Material provided –
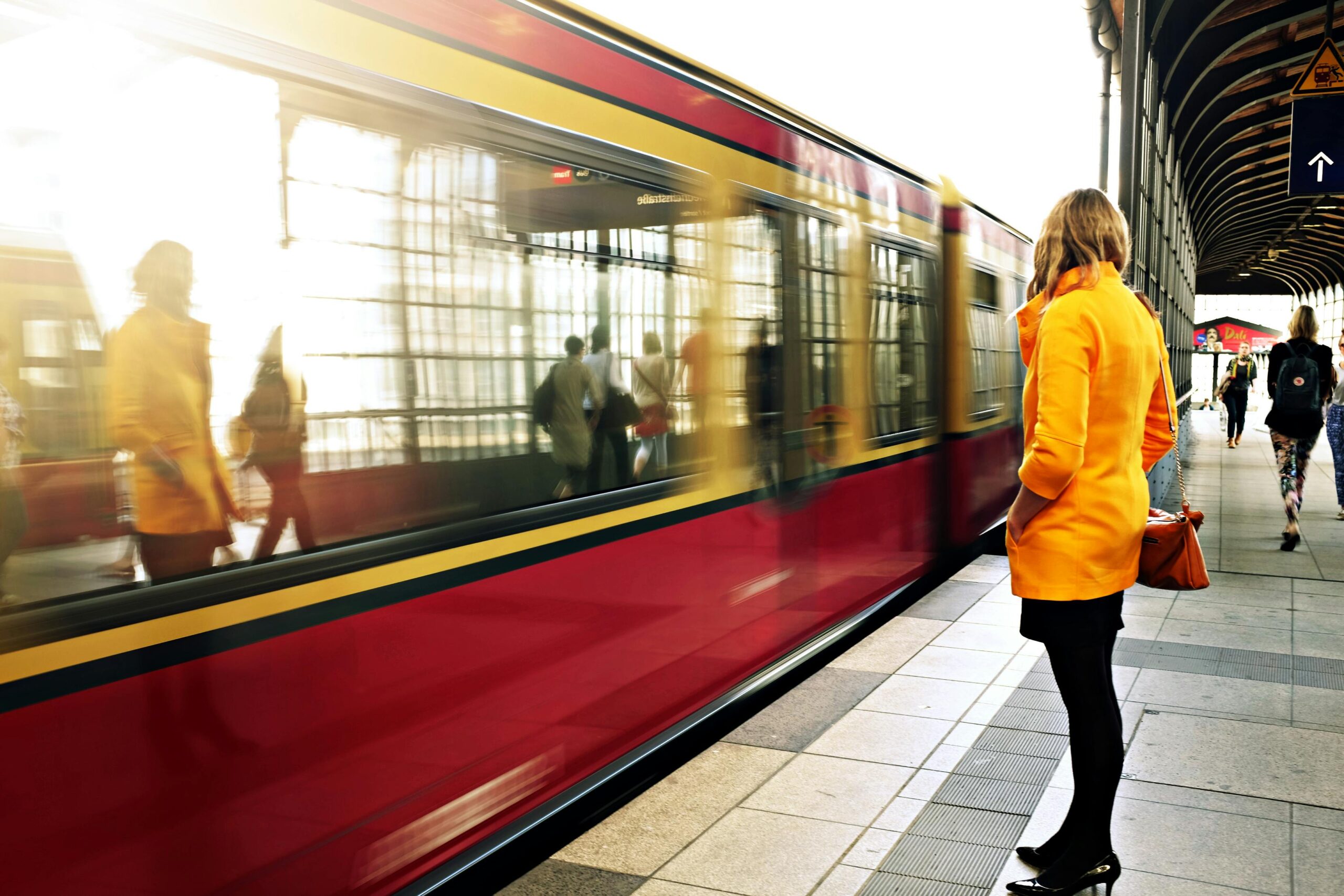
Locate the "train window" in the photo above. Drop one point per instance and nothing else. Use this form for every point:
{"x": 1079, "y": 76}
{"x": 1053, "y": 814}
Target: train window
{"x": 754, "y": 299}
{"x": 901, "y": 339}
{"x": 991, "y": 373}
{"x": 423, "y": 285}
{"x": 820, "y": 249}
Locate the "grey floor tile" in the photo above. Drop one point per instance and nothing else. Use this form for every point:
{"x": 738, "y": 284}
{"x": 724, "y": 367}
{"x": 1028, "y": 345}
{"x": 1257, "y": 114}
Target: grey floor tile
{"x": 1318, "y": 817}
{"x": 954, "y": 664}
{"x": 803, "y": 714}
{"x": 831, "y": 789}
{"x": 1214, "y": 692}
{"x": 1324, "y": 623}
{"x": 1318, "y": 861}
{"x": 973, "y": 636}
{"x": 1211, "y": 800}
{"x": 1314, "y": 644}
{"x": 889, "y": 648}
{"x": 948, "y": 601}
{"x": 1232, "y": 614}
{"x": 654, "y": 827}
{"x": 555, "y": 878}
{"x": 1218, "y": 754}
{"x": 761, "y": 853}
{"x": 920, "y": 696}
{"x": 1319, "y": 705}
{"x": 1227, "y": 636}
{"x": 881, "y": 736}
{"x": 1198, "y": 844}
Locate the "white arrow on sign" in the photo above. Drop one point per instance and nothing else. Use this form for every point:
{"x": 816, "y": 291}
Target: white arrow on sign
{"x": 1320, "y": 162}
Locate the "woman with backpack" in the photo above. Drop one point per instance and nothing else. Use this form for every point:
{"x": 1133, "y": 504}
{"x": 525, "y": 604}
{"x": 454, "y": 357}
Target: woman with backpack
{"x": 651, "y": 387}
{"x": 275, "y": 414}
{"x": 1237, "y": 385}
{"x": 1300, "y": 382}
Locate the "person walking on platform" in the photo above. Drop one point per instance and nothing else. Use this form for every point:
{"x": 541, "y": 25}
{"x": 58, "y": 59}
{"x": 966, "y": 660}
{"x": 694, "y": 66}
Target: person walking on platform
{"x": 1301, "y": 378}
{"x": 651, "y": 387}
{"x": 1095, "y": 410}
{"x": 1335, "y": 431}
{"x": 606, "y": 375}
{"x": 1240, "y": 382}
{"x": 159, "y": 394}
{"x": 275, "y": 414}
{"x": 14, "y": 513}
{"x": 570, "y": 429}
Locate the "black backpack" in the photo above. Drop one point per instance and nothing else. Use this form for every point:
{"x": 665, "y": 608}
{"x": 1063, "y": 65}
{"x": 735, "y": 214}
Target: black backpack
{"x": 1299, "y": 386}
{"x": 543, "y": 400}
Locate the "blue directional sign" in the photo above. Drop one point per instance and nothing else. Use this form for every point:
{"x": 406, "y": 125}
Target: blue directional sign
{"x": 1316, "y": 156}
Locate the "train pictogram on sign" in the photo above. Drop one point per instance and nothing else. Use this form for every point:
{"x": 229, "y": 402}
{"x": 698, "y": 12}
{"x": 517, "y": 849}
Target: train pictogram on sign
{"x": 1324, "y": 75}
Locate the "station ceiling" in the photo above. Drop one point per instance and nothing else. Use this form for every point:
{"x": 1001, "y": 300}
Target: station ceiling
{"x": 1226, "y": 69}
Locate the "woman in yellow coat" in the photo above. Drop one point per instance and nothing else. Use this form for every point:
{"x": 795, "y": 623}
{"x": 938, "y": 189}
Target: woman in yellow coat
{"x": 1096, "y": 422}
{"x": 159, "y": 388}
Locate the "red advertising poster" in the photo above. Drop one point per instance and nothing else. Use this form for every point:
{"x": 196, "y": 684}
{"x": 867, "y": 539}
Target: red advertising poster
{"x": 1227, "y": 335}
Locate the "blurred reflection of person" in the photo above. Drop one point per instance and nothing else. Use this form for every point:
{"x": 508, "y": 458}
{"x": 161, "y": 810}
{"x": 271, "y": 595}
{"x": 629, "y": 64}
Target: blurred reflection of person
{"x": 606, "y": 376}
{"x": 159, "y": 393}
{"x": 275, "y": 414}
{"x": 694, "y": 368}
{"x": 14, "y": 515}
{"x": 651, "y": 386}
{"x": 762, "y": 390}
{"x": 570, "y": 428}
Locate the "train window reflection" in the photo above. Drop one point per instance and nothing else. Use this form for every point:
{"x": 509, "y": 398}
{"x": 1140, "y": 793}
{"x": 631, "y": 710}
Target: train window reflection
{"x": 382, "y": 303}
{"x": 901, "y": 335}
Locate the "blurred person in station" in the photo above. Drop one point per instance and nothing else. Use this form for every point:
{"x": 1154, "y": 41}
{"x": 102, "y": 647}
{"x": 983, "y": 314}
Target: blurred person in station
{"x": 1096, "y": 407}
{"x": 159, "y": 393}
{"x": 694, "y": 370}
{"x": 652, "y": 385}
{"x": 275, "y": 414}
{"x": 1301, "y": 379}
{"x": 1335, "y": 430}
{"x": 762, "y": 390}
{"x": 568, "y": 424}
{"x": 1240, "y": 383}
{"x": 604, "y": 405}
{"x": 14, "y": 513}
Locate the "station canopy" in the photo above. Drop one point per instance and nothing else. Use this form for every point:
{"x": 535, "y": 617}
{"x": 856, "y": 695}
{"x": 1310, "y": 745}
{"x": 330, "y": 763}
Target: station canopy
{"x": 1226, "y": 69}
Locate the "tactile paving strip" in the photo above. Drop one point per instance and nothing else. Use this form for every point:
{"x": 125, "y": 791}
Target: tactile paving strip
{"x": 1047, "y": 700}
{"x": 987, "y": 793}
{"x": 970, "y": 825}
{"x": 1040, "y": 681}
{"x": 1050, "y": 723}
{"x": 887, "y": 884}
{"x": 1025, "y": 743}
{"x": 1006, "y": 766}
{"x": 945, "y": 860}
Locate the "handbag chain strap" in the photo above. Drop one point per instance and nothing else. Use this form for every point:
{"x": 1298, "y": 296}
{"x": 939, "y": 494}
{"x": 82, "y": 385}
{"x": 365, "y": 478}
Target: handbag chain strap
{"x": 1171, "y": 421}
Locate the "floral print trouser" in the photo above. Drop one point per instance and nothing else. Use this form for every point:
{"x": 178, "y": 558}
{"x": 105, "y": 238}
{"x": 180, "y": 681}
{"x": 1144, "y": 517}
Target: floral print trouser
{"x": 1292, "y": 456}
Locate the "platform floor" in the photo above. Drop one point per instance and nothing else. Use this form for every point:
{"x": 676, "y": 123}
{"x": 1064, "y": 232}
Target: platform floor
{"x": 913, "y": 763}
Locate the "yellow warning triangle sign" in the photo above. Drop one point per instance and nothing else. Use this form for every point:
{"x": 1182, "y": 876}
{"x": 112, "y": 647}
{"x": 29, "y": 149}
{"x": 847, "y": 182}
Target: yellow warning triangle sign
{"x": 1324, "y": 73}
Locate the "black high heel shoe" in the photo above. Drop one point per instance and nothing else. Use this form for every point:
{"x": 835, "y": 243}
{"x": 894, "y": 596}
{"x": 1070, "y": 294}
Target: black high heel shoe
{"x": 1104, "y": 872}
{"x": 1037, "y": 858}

==

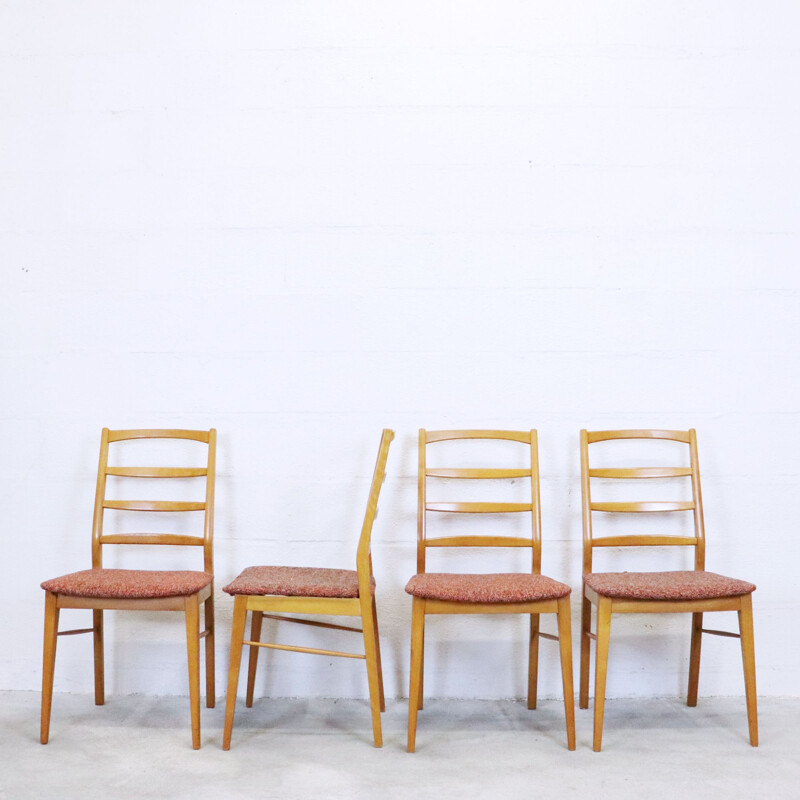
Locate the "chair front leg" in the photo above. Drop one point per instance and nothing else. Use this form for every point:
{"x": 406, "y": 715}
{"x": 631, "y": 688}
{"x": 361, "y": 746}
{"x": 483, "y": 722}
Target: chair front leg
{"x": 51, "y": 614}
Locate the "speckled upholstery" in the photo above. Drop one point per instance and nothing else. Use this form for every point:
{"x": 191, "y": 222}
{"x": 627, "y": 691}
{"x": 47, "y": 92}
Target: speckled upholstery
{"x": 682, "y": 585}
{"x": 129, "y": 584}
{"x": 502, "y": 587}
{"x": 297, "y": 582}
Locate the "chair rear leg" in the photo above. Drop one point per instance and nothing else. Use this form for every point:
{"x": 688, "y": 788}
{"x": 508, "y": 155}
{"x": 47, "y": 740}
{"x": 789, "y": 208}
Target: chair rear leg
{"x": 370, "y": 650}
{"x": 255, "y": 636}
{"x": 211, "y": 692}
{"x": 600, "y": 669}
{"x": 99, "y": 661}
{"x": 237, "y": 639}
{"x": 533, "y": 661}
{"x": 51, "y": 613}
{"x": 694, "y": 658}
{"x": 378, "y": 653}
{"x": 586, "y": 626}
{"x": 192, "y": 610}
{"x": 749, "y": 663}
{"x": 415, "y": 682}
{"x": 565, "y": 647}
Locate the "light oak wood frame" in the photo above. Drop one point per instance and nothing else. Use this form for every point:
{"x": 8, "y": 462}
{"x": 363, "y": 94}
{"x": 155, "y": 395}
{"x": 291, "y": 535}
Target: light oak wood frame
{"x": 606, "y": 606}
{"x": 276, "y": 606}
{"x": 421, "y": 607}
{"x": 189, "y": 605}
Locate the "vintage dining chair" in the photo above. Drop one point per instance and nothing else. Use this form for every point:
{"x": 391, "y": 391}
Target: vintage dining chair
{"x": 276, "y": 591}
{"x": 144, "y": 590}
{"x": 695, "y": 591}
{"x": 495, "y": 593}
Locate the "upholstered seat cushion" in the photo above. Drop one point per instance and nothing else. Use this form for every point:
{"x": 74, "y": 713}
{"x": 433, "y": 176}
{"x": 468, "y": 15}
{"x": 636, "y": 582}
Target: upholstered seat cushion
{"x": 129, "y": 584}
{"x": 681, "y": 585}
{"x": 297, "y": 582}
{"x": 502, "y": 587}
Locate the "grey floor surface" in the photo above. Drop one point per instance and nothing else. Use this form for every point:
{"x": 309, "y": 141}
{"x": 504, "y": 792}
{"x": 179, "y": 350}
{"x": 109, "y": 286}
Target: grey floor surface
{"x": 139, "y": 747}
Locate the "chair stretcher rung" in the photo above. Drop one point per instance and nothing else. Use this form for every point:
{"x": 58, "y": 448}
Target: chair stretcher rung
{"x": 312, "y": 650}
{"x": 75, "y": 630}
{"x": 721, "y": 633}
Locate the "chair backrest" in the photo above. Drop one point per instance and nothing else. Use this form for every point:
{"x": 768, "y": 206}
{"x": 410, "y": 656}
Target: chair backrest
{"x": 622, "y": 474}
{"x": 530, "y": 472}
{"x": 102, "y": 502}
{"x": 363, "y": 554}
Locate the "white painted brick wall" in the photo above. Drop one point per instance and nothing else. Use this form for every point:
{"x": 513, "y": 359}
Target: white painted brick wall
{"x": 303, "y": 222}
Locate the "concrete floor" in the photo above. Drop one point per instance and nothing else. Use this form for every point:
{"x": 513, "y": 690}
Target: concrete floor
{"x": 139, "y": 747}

* * *

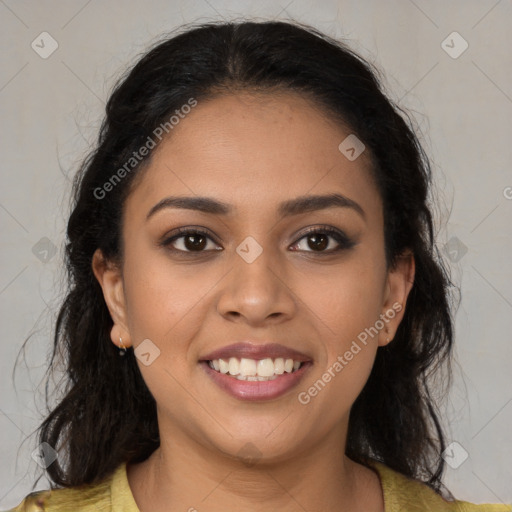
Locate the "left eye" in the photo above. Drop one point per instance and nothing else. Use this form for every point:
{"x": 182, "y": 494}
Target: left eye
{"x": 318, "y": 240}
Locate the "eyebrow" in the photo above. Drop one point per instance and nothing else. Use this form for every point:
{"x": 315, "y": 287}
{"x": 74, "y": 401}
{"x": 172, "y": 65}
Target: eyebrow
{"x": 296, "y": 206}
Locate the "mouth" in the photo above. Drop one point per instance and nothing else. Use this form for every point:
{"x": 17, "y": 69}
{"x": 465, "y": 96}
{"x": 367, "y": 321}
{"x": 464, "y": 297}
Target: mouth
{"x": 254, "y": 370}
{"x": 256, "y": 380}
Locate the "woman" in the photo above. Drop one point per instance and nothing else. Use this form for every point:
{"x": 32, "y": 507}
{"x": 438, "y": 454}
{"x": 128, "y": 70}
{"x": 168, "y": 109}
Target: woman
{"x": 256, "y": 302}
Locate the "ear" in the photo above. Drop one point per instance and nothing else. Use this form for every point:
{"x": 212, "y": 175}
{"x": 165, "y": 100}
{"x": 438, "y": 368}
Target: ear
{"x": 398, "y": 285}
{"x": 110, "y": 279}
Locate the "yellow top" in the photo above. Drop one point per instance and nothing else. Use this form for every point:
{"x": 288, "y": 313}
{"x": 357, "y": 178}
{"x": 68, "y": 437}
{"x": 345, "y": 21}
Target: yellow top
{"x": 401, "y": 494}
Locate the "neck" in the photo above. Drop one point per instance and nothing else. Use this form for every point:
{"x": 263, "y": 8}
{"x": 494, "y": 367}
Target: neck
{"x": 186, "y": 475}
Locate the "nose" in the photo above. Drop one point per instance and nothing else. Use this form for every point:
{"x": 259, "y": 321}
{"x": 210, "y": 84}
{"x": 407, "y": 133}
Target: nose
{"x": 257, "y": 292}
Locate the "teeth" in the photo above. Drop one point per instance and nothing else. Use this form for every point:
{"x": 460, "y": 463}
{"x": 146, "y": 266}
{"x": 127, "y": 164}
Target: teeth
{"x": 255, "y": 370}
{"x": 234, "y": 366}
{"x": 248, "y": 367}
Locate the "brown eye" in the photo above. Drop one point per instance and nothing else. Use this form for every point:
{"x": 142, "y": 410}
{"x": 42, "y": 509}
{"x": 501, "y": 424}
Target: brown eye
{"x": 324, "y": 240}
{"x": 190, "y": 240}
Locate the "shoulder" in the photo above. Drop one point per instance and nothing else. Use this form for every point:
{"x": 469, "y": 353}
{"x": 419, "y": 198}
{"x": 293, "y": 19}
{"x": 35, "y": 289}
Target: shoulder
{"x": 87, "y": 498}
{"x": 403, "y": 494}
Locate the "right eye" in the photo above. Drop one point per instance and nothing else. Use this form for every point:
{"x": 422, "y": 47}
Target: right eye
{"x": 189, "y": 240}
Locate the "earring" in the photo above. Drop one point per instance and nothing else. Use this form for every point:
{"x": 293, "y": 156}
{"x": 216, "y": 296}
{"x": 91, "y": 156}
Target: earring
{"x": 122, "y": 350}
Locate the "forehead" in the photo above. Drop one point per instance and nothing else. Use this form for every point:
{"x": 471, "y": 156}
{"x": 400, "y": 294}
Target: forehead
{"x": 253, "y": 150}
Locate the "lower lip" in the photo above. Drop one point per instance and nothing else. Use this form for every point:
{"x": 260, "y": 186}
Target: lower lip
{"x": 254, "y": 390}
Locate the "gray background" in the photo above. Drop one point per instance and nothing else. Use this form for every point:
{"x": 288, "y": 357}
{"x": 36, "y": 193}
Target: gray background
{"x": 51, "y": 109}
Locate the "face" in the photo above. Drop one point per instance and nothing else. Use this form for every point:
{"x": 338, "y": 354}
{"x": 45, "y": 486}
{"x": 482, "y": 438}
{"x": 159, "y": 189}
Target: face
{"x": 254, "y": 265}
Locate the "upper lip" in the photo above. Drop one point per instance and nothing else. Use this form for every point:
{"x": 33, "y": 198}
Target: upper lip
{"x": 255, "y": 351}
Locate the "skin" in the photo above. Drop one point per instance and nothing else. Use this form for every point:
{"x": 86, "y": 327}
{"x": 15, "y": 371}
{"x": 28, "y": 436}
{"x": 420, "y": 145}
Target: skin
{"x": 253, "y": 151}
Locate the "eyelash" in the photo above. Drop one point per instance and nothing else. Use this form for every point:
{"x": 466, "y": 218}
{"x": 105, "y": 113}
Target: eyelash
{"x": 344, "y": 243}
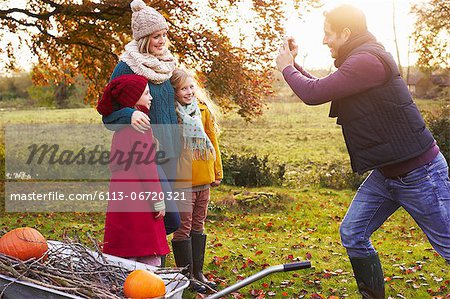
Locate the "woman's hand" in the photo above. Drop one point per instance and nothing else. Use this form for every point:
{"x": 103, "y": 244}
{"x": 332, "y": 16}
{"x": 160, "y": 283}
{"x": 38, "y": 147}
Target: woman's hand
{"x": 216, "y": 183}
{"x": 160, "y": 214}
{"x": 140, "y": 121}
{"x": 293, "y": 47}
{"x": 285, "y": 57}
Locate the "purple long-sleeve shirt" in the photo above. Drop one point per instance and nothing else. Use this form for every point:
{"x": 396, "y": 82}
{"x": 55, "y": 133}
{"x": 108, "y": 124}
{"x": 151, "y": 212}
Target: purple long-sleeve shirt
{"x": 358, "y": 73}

Objective –
Gather every line of the items above that contains the word "frame", and copy each one out in full.

Completed exercise –
Locate the "light oak wood frame" in the photo above. Drop one point per instance and nothing else. Use this form for every point:
Target: light oak wood frame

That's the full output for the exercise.